INSTRUCTIONS FOR THE TASK: Begin with the line that contains "Quiz master asks: Can you draw a box around the downspout" and transcribe each line after it, up to and including the last line of the listing below.
(TASK INPUTS Opens)
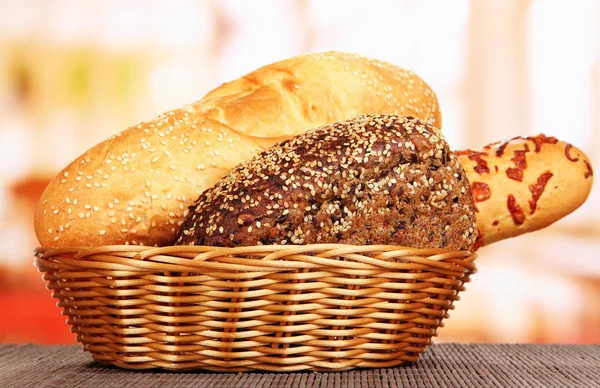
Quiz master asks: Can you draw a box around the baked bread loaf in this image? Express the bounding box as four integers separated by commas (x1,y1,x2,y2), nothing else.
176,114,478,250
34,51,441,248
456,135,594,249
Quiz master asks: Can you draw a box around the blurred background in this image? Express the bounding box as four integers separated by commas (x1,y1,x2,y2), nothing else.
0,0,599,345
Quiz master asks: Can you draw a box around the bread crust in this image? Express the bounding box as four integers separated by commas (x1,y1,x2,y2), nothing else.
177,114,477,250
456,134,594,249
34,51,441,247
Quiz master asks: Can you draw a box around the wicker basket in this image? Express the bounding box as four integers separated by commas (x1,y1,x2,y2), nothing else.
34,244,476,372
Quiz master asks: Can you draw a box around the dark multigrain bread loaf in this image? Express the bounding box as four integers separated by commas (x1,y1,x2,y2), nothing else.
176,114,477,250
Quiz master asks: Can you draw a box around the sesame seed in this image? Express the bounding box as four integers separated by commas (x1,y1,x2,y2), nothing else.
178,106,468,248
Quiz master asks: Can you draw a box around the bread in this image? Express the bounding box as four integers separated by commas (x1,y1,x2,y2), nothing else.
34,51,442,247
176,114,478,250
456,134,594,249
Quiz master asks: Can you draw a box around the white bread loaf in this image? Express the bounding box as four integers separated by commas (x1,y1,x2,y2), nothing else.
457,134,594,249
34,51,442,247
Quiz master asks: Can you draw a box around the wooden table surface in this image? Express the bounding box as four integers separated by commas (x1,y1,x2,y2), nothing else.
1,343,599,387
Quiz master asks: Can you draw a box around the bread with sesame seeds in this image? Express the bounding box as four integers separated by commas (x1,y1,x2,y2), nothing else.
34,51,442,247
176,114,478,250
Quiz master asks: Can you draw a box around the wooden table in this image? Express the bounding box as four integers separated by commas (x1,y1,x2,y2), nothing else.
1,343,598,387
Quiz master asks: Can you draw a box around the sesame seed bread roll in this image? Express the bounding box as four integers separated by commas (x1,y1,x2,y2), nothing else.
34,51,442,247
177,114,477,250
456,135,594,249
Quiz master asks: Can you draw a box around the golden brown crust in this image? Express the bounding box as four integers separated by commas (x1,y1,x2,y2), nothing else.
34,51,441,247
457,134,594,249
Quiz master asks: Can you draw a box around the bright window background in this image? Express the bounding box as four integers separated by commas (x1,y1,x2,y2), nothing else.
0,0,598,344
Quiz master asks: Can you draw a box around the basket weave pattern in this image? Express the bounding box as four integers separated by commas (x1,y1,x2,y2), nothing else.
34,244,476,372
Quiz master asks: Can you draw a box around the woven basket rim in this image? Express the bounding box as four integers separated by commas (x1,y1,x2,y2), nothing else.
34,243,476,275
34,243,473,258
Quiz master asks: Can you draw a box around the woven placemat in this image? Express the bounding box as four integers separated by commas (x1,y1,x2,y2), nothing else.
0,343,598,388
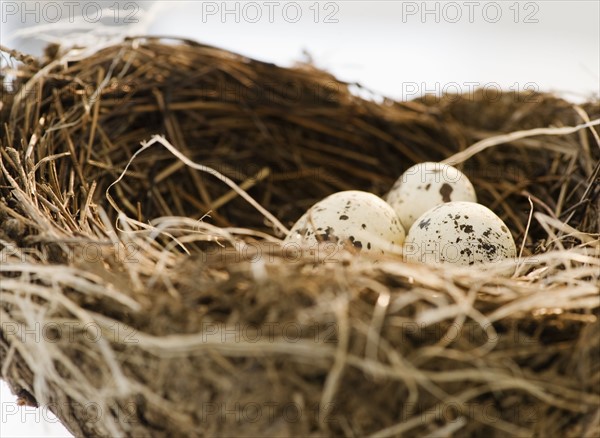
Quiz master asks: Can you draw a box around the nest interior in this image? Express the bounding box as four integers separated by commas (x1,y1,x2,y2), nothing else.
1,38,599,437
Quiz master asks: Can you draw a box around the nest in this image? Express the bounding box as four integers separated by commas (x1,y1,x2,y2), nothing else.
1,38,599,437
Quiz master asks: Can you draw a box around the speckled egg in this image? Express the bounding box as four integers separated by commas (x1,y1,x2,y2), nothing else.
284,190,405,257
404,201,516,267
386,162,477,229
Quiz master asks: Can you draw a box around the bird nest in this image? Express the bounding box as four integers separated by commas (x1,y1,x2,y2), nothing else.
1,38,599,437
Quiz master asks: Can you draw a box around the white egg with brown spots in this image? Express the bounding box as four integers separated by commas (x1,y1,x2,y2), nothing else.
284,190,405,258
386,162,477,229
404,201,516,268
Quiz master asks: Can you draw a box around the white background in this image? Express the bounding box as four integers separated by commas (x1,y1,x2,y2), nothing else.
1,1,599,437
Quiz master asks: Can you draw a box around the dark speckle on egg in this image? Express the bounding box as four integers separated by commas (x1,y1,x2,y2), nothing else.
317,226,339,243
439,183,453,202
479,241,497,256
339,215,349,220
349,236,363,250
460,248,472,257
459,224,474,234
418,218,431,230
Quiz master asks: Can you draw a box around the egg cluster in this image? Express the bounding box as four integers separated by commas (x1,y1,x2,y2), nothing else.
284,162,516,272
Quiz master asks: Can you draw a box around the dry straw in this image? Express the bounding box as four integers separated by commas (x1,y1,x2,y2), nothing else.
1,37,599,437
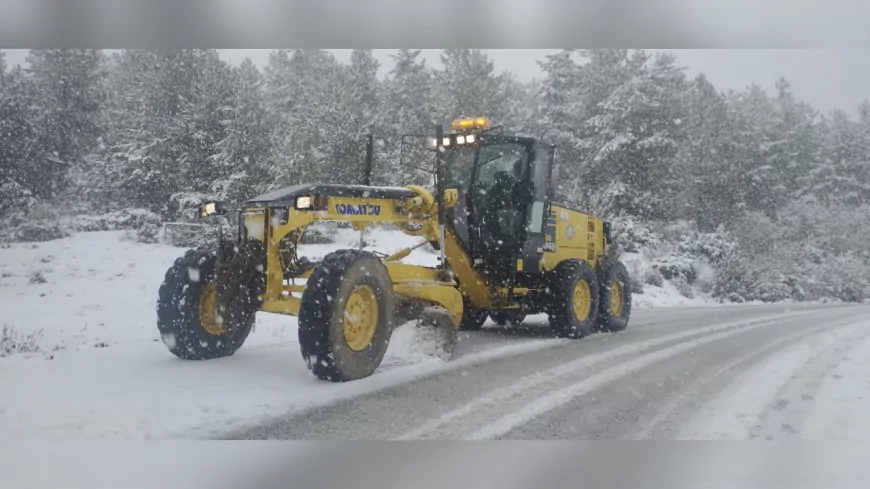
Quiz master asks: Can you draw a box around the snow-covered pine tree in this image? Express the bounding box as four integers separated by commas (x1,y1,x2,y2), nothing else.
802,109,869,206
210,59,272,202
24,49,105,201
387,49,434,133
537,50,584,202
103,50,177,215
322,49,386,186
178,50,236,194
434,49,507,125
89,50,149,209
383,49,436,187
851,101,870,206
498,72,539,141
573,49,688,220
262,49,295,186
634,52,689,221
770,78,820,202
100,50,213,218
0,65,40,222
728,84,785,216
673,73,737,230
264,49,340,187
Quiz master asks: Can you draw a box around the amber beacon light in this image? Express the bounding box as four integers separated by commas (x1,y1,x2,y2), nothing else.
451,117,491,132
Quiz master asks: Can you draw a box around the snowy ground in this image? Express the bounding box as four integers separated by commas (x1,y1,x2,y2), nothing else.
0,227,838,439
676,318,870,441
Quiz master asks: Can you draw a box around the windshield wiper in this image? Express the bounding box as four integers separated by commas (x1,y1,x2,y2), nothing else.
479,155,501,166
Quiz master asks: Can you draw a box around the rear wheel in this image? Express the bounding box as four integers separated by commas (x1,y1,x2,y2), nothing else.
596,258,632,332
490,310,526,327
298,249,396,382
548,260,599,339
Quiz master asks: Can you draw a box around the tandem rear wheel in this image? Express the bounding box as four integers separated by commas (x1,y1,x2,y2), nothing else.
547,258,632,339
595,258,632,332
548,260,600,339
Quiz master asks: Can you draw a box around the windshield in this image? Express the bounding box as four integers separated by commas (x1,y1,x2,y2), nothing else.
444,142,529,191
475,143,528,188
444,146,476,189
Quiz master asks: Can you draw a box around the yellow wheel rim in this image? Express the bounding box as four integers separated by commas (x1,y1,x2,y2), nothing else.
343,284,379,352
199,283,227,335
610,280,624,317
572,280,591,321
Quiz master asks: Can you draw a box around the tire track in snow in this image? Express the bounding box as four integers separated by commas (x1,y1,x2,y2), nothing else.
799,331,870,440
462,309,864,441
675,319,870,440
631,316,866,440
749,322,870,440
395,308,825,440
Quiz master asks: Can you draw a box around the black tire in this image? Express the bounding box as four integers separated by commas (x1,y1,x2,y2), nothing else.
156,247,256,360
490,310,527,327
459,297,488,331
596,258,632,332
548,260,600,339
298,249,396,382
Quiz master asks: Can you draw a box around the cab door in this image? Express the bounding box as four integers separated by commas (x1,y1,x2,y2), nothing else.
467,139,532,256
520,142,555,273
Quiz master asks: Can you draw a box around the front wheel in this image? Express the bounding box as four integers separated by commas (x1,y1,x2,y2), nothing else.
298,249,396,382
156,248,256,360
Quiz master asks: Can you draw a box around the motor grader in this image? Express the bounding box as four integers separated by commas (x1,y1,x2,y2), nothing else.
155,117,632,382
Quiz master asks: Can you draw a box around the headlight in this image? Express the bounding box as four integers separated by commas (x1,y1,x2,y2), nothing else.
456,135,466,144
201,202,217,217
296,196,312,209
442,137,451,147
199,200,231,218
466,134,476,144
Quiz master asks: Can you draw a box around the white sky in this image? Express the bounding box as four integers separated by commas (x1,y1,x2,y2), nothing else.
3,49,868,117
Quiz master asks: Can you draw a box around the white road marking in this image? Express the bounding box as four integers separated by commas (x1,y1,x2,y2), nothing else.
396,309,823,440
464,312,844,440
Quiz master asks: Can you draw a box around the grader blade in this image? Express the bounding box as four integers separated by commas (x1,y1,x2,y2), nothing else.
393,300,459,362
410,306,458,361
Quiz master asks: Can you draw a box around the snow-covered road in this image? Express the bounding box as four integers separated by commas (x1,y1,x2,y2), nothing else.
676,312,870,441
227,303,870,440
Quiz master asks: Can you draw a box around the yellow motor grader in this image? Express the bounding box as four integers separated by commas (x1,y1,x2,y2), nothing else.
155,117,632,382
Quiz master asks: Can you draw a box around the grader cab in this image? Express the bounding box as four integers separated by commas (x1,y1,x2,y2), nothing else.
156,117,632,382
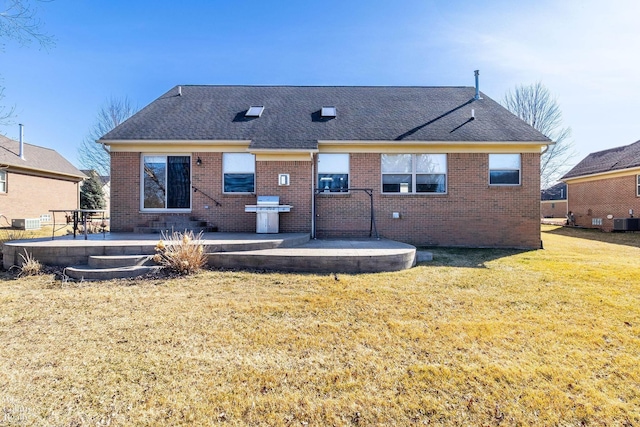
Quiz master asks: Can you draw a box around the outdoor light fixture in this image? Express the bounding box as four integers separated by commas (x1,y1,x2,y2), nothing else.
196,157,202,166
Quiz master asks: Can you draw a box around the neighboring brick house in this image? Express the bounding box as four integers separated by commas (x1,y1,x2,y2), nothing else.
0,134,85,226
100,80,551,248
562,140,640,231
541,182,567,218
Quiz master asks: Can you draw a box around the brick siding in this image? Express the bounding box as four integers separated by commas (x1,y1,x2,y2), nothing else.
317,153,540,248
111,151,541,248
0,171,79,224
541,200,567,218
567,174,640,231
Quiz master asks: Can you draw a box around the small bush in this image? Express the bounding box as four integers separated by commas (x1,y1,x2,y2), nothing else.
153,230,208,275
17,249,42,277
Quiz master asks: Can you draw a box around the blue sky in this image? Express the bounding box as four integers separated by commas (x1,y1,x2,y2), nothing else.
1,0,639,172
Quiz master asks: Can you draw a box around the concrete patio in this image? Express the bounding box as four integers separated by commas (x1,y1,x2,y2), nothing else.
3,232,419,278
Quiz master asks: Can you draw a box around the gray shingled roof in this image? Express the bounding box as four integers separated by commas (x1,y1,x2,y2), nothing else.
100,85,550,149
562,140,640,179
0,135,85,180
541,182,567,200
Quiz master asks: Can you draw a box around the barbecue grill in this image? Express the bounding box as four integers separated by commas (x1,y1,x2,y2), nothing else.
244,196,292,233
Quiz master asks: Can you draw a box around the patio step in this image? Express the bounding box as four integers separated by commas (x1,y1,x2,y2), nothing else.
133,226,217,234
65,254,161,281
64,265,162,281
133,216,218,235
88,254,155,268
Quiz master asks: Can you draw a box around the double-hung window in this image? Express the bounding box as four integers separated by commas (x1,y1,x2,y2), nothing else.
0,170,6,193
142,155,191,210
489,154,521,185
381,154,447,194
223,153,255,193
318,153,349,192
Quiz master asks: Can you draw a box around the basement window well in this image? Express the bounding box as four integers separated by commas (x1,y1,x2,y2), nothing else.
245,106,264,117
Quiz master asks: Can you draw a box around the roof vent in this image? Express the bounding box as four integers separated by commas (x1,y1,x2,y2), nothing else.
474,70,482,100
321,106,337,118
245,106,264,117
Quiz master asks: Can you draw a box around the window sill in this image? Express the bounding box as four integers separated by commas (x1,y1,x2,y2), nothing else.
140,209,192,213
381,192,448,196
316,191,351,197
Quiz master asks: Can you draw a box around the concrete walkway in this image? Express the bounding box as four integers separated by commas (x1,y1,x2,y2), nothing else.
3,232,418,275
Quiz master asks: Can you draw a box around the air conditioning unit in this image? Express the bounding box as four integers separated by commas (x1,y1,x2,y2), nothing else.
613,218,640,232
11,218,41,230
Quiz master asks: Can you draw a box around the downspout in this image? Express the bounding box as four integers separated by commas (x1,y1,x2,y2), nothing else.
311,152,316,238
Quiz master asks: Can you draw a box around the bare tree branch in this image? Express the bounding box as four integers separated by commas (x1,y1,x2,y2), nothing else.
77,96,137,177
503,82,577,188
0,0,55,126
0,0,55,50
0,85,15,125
(TASK INPUTS Closes)
COMPLETED TASK:
Quiz master asks: Can you draw a box around the downspout in this image? Express the bounding box as four integers separated by commas (x1,y1,x2,y2), nothing else.
311,152,316,238
Quiz master asks: Can you draw a box around the bare tree branch in this image? Express the bounding box as four integers separated by commas (x1,y1,x2,y2), nothing else.
77,96,137,177
503,82,577,188
0,0,55,126
0,0,55,50
0,85,15,125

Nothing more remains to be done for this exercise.